→ Page excerpt
The patient’s heartbreaking testimony of tyrannized women who are denied basic human rights moves the young journalist to tears. At least the Herat women are now heard. They’re talking to us in our living rooms, validating the calling of the young camerawomen and the role of the media as a defender of human rights.

The Day My God Died

Another documentary in the series also gives voice to those who had been silenced. Narrated by activist actor Tim Robbins, The Day My God Died employs spy cameras to film the insides of the brothels of Kamthipura, the notorious red-light district in Bombay, India. The rendered footage includes unprecedented scenes of police officers accepting bribes from the sex traffickers as well as photos of hideaways where brothel owners shove the girls in the event of a raid.

Not only that: we see the justice workers confronting brothel owners (which in at least one instance leads to an imprisonment) and helping some of the sex slaves escape. One of the leaders of these excursions is evangelical Gary Haugen, the head of International Justice Mission, which works on behalf of children sold into sexual slavery. (Haugen and the IJM were featured in Christianity Today several years ago.)

→ Dataset entries
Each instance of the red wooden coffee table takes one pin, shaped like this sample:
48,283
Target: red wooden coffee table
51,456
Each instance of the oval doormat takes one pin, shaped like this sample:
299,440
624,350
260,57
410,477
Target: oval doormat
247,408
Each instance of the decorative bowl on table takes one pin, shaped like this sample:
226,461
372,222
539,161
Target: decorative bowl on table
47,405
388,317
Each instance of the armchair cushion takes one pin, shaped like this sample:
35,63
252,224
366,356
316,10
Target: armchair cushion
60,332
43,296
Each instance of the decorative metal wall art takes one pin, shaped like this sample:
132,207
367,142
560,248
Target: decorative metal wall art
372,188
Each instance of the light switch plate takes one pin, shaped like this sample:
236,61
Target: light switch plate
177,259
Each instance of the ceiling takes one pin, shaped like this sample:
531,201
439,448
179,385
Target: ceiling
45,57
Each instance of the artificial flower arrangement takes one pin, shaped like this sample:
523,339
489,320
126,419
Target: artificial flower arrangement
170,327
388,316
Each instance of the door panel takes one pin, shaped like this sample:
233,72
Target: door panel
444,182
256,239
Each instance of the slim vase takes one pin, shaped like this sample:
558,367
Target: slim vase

→ To do
Can you go on with the passage about the human-rights documentaries, starting right after its last sentence?

→ Exercise answer
The Political Dr. Seuss

An example of a more light-hearted offering is The Political Dr. Seuss, a film showing the serious side of the humorous works of the man who penned The Cat in the Hat. In Ron Lamothe’s film, we learn that Theodor Seuss Geisel’s whimsical children’s stories often doubled as political allegories. Turns out, Seuss devoted his wit and talent to subversively advocating political ideas. Who knew that Seuss’s condemnation of anti-Semitism gave birth to The Sneetches or that Horton Hears a Who! was a political assertion about democracy and isolationism? Even more surprising are the blind spots the movie discovers, such as younger Seuss’s depictions of blacks and Asians in racist ways.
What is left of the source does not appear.